Selected extract:

········

"Our lives begin to end the day we become silent about things that matter." Martin Luther King Jr
We are driving through Turkey. It's December and bitterly cold, with what seems like almost non-stop sleet hurling through the skies at us. But warmth has come from the Turkish people who, all the way through this huge country, have lined the streets as the convoy has gone past, waving flags, cheering, passing food, water and flowers through our windows. They've mobbed us at service stations to greet us when we've stopped for breaks, congregated on the hard shoulder at motorway junctions to point us in the right direction, and gathered en masse at the tollbooths to ensure the operators keep the barriers open for all of our 200+ vehicles as we surge through. Women, men and children, all urging us on to Gaza.
At night, we unroll our sleeping bags and make ourselves comfortable on the floors of sports halls, the sleeping arrangements generously provided for us by the Turkish humanitarian organisation, IHH, whose people and vehicles have joined the convoy. Welcoming committees of hundreds meet us every night at the halls - ordinary people who live in whichever town we've stopped in - Konya, Adana, Gazientep - who want to talk to us and wish us well. Often, the women are in tears as they ask us to take their love to the children of Gaza.
After hours of driving through the dark, cold and rain, we walk into these halls to be hit by a warm wave of enthusiasm. The love and support of the people of Turkey for the people of Palestine is an inspiration to every single person on the convoy.
Syria - first time round
As border crossings go, it was certainly different. We drove out of Turkey, across no-man's land, and towards the Syrian checkpoint. We could hear the sound of the Big Band before we got there, and then customs officers were at our windows offering us plates of baklava. None of them wanted to see a passport in return. A massive reception was waiting for us at the checkpoint - local VIPs, the Syrian Red Crescent, hundreds of flag-waving Palestinians, speeches, music and food. It was amazing - I've never got this kind of welcome at Heathrow.

········

Data shown:
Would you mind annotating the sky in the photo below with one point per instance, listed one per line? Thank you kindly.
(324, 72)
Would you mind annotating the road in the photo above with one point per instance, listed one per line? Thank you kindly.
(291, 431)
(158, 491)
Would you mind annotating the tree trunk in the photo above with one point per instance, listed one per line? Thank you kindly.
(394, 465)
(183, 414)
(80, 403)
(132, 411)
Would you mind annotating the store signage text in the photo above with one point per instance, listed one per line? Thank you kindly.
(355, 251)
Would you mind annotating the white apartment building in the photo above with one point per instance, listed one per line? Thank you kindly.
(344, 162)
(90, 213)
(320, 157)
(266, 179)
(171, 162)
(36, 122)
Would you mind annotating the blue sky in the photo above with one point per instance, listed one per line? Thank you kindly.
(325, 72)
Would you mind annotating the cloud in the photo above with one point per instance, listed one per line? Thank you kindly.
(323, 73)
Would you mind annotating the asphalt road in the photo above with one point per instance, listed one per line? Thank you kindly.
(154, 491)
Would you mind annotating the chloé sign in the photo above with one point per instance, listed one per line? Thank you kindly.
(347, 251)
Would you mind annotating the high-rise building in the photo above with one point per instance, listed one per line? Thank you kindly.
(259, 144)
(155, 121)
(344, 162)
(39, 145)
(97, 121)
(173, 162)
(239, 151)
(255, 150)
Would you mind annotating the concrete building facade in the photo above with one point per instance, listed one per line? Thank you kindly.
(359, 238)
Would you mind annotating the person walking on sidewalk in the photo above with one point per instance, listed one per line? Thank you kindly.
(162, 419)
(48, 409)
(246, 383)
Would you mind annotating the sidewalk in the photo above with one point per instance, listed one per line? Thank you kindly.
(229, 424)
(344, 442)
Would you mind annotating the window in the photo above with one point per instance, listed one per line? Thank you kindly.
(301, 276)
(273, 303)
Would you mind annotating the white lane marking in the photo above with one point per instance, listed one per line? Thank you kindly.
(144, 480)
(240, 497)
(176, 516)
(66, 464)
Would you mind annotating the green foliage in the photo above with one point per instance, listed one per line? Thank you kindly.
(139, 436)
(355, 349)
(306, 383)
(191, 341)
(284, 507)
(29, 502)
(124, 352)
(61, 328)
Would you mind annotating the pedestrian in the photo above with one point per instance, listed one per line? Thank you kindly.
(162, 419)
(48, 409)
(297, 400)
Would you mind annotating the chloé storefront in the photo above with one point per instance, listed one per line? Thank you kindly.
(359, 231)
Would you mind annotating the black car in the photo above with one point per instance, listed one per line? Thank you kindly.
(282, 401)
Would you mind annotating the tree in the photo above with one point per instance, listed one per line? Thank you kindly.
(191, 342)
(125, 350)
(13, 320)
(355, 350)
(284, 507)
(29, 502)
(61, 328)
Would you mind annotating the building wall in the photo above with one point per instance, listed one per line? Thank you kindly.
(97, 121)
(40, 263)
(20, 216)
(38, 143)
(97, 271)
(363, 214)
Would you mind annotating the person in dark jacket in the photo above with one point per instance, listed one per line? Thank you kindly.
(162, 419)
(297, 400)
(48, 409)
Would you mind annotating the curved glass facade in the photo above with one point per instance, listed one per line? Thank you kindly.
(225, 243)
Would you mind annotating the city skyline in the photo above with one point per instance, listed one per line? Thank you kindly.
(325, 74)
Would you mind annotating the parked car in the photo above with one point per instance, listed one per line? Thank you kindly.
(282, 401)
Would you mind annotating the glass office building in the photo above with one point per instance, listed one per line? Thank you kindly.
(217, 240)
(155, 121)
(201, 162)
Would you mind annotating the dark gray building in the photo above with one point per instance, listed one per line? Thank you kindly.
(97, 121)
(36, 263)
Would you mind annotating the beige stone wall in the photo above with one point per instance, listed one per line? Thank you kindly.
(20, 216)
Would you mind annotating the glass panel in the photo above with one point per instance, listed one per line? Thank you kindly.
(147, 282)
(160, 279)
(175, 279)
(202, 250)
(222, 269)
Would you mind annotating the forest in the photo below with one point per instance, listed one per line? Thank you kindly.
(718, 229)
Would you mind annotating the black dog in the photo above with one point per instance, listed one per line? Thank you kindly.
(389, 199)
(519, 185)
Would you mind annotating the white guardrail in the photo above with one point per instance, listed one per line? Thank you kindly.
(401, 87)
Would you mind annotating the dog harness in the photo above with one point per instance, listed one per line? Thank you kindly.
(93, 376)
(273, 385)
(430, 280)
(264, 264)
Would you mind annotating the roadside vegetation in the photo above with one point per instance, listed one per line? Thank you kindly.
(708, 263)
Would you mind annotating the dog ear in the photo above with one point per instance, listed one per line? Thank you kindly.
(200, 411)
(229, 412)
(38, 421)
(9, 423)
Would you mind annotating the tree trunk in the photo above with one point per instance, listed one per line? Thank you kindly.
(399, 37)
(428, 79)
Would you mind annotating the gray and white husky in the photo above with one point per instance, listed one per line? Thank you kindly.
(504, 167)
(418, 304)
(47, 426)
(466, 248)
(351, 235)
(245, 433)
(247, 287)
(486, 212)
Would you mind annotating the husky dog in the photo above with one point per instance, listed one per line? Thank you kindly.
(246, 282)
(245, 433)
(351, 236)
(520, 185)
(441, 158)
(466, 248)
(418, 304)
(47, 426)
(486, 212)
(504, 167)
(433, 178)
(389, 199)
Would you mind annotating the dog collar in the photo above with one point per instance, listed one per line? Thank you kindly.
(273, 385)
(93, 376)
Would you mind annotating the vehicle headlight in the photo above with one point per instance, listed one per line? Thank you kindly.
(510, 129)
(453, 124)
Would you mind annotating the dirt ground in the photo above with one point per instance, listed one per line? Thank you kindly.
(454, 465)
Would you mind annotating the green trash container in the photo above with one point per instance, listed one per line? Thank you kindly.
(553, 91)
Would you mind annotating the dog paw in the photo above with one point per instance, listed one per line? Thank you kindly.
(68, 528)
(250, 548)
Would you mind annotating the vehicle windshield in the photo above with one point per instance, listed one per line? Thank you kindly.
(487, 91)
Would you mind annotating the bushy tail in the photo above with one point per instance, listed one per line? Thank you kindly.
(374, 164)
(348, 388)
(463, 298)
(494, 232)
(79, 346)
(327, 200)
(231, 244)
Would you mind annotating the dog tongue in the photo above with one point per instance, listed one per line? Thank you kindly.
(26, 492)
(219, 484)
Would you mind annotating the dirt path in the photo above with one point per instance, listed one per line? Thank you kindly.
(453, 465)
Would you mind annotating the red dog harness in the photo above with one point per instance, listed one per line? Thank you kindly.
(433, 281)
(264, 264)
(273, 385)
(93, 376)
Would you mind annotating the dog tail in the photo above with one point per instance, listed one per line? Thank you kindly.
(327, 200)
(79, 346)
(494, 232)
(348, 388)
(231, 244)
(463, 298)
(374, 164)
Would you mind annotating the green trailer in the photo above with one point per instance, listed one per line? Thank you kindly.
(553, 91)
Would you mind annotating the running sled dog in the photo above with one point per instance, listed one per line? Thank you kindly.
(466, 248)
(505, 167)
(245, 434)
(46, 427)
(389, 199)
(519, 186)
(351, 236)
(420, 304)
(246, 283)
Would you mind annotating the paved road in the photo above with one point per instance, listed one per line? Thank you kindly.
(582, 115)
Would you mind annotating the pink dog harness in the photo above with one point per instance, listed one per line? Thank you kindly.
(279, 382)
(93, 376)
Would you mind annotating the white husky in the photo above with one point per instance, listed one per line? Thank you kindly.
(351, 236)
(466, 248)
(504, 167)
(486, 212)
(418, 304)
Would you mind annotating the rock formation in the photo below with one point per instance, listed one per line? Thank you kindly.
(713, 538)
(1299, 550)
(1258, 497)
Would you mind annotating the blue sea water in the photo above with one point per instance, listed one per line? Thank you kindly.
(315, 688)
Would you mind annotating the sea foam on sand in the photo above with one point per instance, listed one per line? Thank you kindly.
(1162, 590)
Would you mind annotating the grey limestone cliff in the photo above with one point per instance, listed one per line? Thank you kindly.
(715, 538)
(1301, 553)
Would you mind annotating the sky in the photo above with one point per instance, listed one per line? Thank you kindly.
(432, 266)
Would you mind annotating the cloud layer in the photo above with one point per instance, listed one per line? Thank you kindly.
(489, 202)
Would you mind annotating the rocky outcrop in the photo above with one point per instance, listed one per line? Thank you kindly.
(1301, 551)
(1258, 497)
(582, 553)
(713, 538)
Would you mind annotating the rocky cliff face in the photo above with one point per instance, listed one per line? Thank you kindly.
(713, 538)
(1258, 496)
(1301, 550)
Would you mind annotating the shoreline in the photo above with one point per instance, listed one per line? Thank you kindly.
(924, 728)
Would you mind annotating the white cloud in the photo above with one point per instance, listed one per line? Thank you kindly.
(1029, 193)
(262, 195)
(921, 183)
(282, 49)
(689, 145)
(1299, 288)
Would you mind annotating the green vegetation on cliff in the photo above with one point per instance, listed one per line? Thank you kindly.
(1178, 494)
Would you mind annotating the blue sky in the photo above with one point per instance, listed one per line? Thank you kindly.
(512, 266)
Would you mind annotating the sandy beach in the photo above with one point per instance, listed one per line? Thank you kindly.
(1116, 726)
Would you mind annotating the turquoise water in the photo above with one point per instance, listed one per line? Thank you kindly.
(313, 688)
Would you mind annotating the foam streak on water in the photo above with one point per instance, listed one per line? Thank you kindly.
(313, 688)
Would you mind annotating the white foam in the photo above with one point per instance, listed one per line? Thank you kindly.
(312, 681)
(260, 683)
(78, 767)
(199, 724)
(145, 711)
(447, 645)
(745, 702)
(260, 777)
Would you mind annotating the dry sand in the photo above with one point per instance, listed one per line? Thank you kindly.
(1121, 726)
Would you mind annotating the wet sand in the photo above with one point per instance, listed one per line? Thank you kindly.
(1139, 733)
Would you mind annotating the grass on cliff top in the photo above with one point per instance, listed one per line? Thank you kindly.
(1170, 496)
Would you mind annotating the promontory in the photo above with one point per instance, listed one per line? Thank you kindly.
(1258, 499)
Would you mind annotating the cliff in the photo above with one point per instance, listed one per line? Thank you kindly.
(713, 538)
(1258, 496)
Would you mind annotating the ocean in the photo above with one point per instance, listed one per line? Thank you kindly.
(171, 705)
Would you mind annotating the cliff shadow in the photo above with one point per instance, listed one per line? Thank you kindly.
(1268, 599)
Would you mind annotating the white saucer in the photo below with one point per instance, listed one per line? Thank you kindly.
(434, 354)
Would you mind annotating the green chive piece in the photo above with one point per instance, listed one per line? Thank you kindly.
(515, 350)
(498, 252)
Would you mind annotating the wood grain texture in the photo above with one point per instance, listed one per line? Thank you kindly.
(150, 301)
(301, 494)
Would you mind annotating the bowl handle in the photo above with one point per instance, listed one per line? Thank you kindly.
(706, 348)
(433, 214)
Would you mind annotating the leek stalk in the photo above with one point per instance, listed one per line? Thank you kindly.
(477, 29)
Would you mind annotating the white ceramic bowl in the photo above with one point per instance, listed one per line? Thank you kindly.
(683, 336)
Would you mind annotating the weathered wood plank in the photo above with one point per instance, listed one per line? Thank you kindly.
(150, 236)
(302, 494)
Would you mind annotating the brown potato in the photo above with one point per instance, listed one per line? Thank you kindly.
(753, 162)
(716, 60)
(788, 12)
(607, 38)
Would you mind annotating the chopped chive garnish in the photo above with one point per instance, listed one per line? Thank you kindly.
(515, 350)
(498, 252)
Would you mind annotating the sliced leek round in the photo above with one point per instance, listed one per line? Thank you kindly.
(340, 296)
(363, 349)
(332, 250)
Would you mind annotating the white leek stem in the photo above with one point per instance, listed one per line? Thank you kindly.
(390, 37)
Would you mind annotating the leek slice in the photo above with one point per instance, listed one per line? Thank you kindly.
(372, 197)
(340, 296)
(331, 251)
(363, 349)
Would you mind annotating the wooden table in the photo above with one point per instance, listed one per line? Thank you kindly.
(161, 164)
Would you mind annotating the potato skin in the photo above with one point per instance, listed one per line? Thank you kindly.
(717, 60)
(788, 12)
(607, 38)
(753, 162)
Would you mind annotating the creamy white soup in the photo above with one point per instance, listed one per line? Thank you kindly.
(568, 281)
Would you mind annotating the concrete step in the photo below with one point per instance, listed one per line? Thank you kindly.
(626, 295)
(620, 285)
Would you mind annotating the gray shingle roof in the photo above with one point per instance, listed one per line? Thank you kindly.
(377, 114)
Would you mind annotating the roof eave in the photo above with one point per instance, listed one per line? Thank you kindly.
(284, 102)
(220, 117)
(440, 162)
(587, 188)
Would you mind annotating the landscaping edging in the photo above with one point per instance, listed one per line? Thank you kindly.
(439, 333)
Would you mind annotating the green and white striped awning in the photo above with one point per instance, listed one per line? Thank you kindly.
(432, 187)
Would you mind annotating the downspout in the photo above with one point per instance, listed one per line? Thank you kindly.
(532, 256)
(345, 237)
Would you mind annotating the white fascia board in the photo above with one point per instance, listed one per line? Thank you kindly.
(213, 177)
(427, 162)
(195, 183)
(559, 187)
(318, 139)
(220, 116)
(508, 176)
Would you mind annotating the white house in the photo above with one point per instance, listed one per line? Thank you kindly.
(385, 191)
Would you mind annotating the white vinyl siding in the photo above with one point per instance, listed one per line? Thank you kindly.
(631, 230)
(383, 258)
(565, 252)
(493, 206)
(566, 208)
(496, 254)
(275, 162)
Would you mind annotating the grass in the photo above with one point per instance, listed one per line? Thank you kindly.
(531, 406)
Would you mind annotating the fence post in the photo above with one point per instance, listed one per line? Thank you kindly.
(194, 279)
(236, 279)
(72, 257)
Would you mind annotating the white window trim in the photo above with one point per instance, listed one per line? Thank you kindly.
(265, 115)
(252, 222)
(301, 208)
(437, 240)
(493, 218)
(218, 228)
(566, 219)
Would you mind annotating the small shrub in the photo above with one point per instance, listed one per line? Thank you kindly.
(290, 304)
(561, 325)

········

Required action 1:
Answer these questions using the convoy account.
(a) In which month is the convoy driving through Turkey?
(b) Which Turkish humanitarian organization provided the sleeping arrangements?
(c) What did the customs officers offer at the Syrian checkpoint?
Required action 2: Reproduce the convoy account from "After hours of" up to and including "on the convoy.".
The data are not needed for any of this work.

Output 1:
(a) December
(b) IHH
(c) Plates of baklava

Output 2:
After hours of driving through the dark, cold and rain, we walk into these halls to be hit by a warm wave of enthusiasm. The love and support of the people of Turkey for the people of Palestine is an inspiration to every single person on the convoy.